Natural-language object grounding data
====================
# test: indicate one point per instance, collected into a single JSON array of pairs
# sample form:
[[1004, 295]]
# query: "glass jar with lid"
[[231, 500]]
====================
• _What is expected_
Write every line of the entries again, word for word.

• _Result below_
# test: indicate one point per instance, collected into a single JSON array of pairs
# sample form:
[[1004, 295]]
# query: "glass jar with lid"
[[231, 500]]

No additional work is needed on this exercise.